- _Instruções de trabalho_
Copie, do texto sobre os nadadores-salvadores, o trecho que começa em "Todas as praias" e vai até "horas é indigno.", incluindo estas palavras.

- _Texto extraído_
* * *

Actualmente, ser nadador salvador não é aliciante, nem uma profissão, como ilustra taxativamente o artigo 2.º da lei 68/2014 de 29 de Agosto (regime jurídico aplicável ao nadador-salvador em todo o território nacional). Transcrevendo o significado de profissão do dicionário: “Trabalho habitual de uma pessoa através do qual ela consegue os meios necessários à sua sobrevivência” — é passível de conclusão de que não estamos diante um trabalho habitual, mas sazonal, pois não há uma durabilidade, estabilidade.

Claramente “profissão” não é uma realidade para quem tenciona seguir uma carreira de nadador salvador (NS), visto que terminando a época balnear, a maioria das praias deixa de ter vigilância permanente como no Verão, um problema ainda sem uma resposta.

Todas as praias que se encontram sinalizadas como vigiadas deveriam manter a vigilância no restante período do ano com NS, sem embargo, a sua materialização carece de ser um emprego bem remunerado e respeitado dignamente, uma vez que receber cinco euros à hora ou até menos para trabalhar dez horas é indigno.

Quando se arriscam vidas para salvar outras e quando os concessionários facturam milhares de euros, não podemos esperar ter competência nem recursos humanos à mão de semear. “A injustiça que se faz a um, é uma ameaça que se faz a todos”, disse Montesquieu.

* * *

- _Material fornecido_

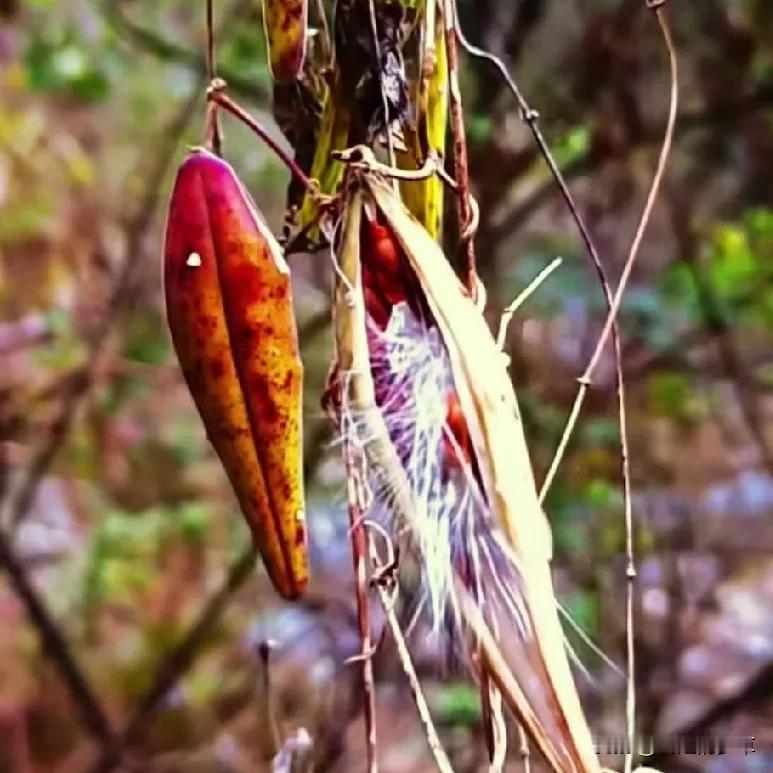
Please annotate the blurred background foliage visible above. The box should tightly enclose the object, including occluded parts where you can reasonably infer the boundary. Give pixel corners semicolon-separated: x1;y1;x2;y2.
0;0;773;773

* * *

- _Resposta_
Todas as praias que se encontram sinalizadas como vigiadas deveriam manter a vigilância no restante período do ano com NS, sem embargo, a sua materialização carece de ser um emprego bem remunerado e respeitado dignamente, uma vez que receber cinco euros à hora ou até menos para trabalhar dez horas é indigno.